Written task: Copy, word for word, the stretch of the cyclocross race report from "To spare you" through "for a pic.)".

CompEdge Cross at Blunt Park

Sunday I decided to head up to Springfield Mass for my first cyclocross race of the year.  I’m not sure how I feel about doing an official cross race in August, but I did it anyway.  Luckily it has been unseasonably cool, so the temps were perfect for me.

To spare you from reading the full report I’ll give you the quick and dirt course details. The course was supper flat. I only had 36 feet of elevation gain for the entire race. There were a couple of wet spots on the course, but they where hard packed and not really muddy. Everywhere else the course was very dry and dusty. The majority of the course was on trails though the woods with lots of roots. There was an interesting collection of stuff in the woods. I saw a toilet seat and a metal couch frame. There were four spots I had to dismount. I think if you had good mt biking skills there would only be one or two spots you had to dismount. After you got off the trails you went into some grassier sections of the park. This course also has some unique stone barriers (scroll down for a pic.)

The women’s races were the last races of the day with a 2:15 PM start.  My boyfriend got in some mountain biking and we left to head up.  I knew that there is some epic road work going on in Springfield, so I left a lot of extra time.  We got there around 1pm.  I checked in and was pleased to find cloth race numbers.  Ellen Noble was also hanging out by the stone barriers.  I think she raced with the fast men. I got one lap in right before the Junior’s/Master’s race started.  I probably should have gone back and re-ridden some of the more technical parts of the course.  I’m still paranoid and feel like I’m in everyone’s way when I do a course preview, so I kind of rush though everything.  I know that’s stupid and I should do what I need to do.

Data rows:
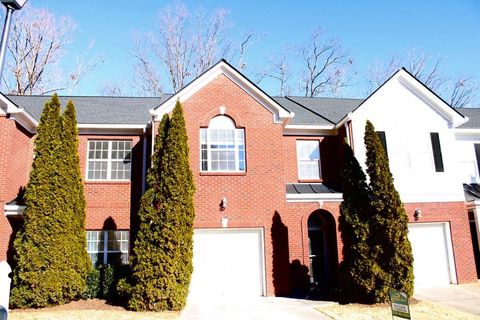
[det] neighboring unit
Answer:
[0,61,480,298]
* * *
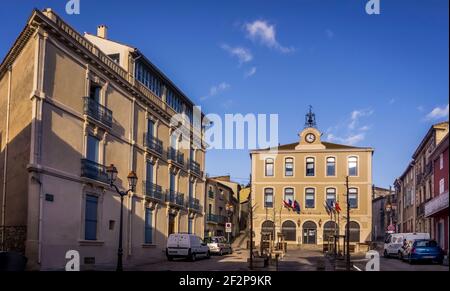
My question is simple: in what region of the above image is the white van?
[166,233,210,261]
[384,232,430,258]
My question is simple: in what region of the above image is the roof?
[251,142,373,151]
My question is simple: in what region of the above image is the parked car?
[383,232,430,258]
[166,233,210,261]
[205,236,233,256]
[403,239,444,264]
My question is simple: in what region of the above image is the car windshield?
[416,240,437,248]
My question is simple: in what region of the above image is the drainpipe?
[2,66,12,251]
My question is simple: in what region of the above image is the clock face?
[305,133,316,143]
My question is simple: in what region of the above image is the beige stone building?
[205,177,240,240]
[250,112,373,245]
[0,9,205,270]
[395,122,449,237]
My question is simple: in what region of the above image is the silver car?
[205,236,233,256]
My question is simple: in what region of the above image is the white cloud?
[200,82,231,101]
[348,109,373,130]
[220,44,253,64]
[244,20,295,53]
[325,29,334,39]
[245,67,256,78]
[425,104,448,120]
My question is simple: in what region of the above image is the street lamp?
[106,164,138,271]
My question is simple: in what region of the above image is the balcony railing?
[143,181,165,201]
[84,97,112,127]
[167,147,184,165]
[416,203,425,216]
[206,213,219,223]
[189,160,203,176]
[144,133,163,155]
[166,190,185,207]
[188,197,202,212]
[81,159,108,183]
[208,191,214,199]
---
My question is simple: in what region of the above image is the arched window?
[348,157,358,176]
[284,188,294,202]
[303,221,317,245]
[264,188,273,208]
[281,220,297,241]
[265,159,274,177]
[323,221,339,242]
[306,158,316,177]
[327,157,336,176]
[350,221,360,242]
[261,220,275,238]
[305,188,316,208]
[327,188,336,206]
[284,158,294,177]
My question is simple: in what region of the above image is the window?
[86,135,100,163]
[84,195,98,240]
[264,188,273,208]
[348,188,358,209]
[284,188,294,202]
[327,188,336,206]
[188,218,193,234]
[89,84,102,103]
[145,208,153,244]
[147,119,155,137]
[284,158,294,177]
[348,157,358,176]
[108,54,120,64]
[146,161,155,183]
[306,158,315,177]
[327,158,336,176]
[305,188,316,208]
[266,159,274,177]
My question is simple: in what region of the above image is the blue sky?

Result for this exercise:
To spare you from reading the full report I’ll give you the quick and dirt course details. The course was supper flat. I only had 36 feet of elevation gain for the entire race. There were a couple of wet spots on the course, but they where hard packed and not really muddy. Everywhere else the course was very dry and dusty. The majority of the course was on trails though the woods with lots of roots. There was an interesting collection of stuff in the woods. I saw a toilet seat and a metal couch frame. There were four spots I had to dismount. I think if you had good mt biking skills there would only be one or two spots you had to dismount. After you got off the trails you went into some grassier sections of the park. This course also has some unique stone barriers (scroll down for a pic.)